### [What the exercise asks]
Once the line containing "Mark one point per instance of the suit" is found in the entries below, reproduce it and every line after it, stopping at and including the line containing "Mark one point per instance of the window"; reproduce nothing else, and keep each line exact.

---------------

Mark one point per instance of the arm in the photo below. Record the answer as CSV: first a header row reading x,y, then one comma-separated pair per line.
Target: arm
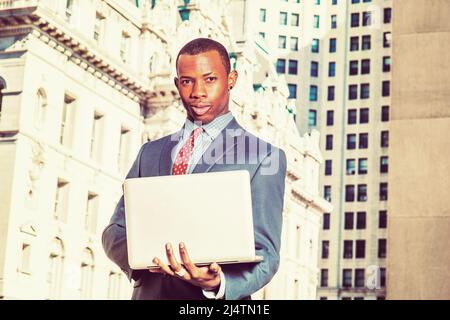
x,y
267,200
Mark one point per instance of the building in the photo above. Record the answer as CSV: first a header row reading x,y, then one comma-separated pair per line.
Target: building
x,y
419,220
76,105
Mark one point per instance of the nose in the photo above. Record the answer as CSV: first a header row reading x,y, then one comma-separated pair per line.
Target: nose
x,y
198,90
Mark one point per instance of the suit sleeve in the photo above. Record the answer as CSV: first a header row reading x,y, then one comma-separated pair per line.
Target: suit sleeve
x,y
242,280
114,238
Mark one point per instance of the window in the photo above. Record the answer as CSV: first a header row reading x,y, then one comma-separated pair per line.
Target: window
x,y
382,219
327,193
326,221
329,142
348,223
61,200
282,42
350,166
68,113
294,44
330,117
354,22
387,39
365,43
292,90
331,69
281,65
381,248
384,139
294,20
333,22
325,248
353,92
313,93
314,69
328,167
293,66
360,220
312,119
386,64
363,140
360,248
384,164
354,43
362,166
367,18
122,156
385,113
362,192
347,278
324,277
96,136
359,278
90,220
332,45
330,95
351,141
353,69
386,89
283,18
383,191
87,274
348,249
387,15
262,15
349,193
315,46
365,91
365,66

---------------

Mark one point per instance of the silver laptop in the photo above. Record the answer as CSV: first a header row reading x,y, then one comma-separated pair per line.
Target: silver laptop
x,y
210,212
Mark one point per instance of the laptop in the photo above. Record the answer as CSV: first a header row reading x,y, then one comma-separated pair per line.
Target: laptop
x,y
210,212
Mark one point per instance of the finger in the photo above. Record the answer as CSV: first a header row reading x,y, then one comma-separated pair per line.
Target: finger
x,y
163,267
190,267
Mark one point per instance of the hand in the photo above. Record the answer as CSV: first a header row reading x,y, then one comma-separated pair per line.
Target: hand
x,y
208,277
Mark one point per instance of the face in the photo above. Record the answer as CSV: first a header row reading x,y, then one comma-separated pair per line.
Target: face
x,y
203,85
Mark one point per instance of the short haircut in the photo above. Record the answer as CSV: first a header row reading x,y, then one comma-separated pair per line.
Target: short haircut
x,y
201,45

---------------

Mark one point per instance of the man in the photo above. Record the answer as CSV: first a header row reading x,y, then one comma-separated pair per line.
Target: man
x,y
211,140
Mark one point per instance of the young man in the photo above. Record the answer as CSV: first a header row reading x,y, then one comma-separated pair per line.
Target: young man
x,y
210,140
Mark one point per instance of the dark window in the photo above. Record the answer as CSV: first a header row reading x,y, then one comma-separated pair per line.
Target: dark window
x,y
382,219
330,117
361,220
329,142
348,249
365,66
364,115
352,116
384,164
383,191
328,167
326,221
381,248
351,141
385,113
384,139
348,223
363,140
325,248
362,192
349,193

---------------

### [Result for this task]
Mark one point per instance of the suit sleeve in the photo above. Record the answer as CSV: first a header row reading x,y, then one comma-separated pair per line.
Target: suit sleeve
x,y
242,280
114,238
Mark one point per instance of the window in the photo above. Record the answer as CSV: first a header row reading x,y, then one comma-separated pair per line.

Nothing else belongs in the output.